Put the records from the line with "Find the power" to the line with "(78, 201), (446, 308)" into a two-column CSV with columns named "input" and "output", one row per record. Give each record's text and its answer as single quoted fields, with line breaks replaced by spaces.

Bounding-box records:
>>>>>
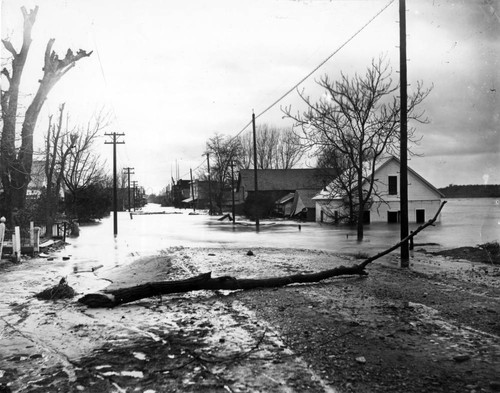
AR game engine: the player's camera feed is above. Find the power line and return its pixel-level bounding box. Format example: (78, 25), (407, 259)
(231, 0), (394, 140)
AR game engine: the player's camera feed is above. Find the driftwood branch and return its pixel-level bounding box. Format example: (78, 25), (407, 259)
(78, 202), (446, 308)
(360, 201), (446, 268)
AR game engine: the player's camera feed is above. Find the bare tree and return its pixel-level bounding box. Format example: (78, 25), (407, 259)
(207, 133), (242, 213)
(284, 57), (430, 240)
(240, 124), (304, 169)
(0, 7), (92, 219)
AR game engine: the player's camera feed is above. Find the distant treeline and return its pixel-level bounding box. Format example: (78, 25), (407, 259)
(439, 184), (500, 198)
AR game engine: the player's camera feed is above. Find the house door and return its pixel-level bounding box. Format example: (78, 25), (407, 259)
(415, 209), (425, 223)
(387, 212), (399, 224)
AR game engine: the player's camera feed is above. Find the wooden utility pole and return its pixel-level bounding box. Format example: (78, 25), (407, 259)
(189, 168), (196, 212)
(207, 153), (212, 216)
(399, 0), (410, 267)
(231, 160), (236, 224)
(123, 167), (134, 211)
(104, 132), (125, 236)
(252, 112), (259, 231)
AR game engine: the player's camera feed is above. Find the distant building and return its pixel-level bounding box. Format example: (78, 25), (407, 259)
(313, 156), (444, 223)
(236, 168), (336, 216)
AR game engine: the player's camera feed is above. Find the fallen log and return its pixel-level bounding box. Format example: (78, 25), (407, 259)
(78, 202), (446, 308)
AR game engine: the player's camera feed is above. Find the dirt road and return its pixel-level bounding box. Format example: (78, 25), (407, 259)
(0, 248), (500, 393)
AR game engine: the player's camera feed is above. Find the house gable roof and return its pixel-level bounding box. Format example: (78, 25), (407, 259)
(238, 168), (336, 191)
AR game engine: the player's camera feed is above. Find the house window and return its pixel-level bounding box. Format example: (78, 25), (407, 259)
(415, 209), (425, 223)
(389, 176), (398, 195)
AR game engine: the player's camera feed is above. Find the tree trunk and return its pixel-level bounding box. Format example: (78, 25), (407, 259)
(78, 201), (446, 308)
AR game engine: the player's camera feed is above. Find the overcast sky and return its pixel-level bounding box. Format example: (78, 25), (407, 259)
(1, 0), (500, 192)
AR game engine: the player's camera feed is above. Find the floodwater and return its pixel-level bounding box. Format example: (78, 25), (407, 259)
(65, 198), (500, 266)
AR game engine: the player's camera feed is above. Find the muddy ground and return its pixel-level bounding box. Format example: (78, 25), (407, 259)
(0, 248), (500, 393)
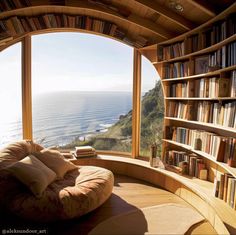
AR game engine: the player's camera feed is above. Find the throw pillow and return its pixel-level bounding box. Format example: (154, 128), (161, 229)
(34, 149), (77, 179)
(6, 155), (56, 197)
<<<<<
>>>>>
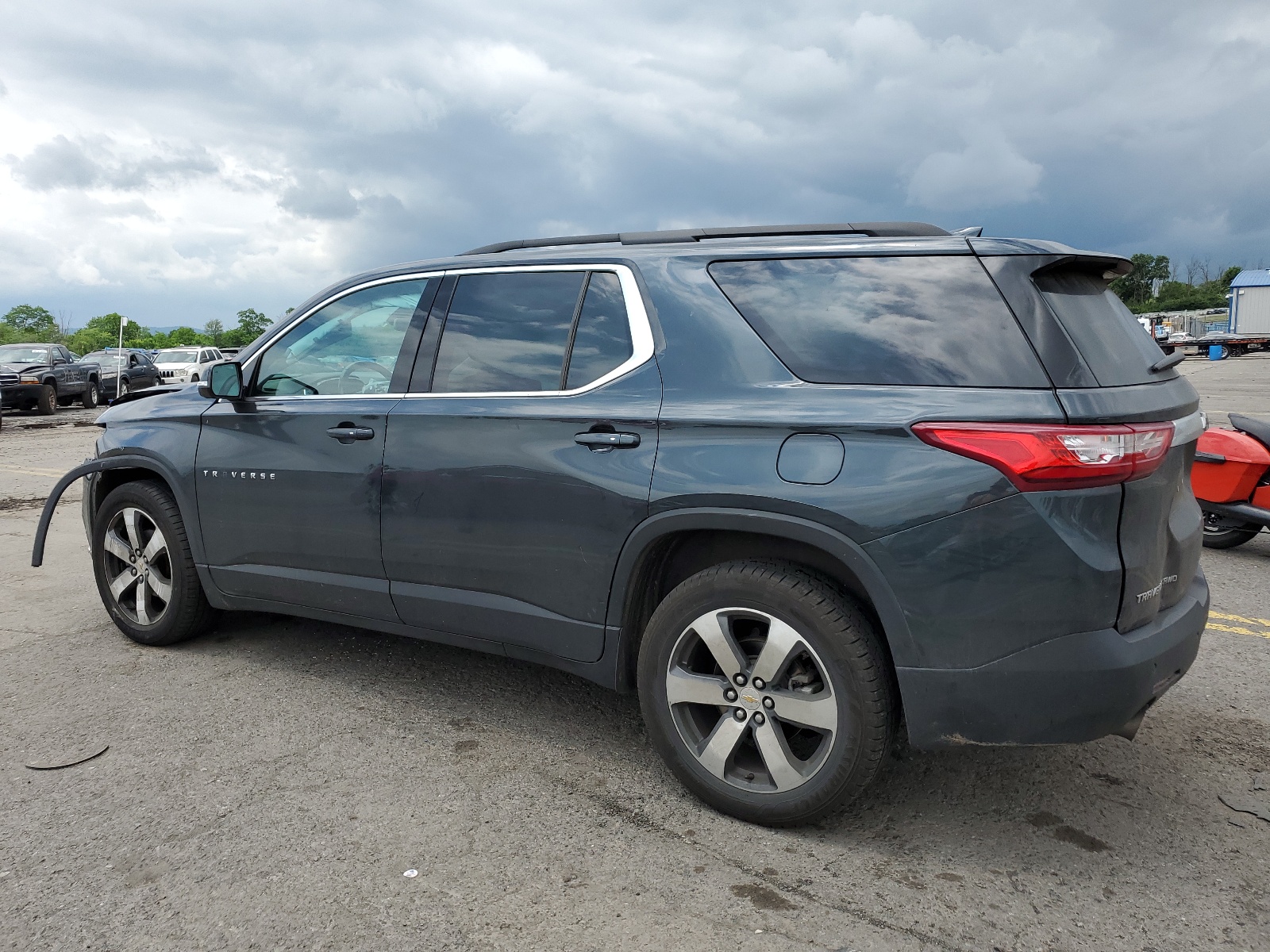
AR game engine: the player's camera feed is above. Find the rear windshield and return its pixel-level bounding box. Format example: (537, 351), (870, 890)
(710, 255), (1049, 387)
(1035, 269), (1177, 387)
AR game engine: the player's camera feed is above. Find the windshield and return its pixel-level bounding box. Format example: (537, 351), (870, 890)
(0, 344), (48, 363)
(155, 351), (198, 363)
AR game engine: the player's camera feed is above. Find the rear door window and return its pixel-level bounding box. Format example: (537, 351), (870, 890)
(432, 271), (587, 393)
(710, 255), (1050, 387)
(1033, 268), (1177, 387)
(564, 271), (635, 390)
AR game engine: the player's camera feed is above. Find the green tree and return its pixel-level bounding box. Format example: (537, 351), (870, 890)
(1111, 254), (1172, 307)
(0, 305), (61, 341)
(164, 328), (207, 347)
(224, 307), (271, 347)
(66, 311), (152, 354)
<<<<<
:: Reply ::
input,output
"AR game engine: the player's camera feed is above. Find the power line and return its pixel-level bounding box. Format example: (78, 25), (407, 259)","(231, 0), (394, 140)"
"AR game engine: the player's camera feed is above. Find the driftwood branch and return its pixel-level bounding box. Format example: (78, 25), (407, 259)","(78, 202), (446, 308) (360, 201), (446, 268)"
"AR game engine: the player's camera feed is above. Find the bare tree and return its pixel-level bounding box. Format example: (78, 25), (407, 259)","(207, 133), (242, 213) (284, 57), (430, 240) (240, 124), (304, 169) (0, 7), (92, 219)"
"AR game engine: the player's camera feed is above. Find the distant treeline and return its pixel-level bounding box. Format example: (78, 25), (407, 259)","(439, 184), (500, 198)"
"AR game engine: the player's camera feed is above. Find the house door and return its pixel-level bounding box. Format example: (78, 25), (407, 259)","(415, 209), (425, 223) (387, 212), (399, 224)"
"AR game engine: the player's camera feed is above. Find the wooden utility pole and return its pixel-level bounding box. Format example: (78, 25), (407, 259)","(189, 168), (196, 212) (207, 153), (212, 216) (399, 0), (410, 267) (231, 160), (236, 224) (123, 167), (134, 211) (104, 132), (125, 236) (252, 112), (259, 231)"
"AR game engine: the player's camera feed is above. Find the distant building and return its pixel-level bounding box. Format example: (78, 25), (407, 259)","(313, 156), (444, 223) (236, 168), (336, 216)"
"AR game engine: the player's camera feed is above. Find the fallen log and return its pixel-level bounding box. Format example: (78, 25), (407, 259)","(78, 202), (446, 308)"
"AR game engine: the player's camera feed is above. Find the dirt road and return its pixel-level bounding box. Format example: (78, 25), (407, 259)","(0, 248), (500, 393)"
"AR game engine: the player's camera feed is above. Find the house gable roof and return its pixel-level bounding box. Format example: (78, 25), (407, 259)","(238, 168), (336, 191)"
"AR game engine: the player's camera feed is above. Find the house window and return its pixel-level bounding box. Format example: (78, 25), (407, 259)","(415, 209), (425, 223) (389, 176), (398, 195)"
"AR game engine: the player's camera feed is above. Find the tree trunk and return its pixel-level bounding box. Format example: (78, 25), (407, 259)","(78, 201), (446, 308)"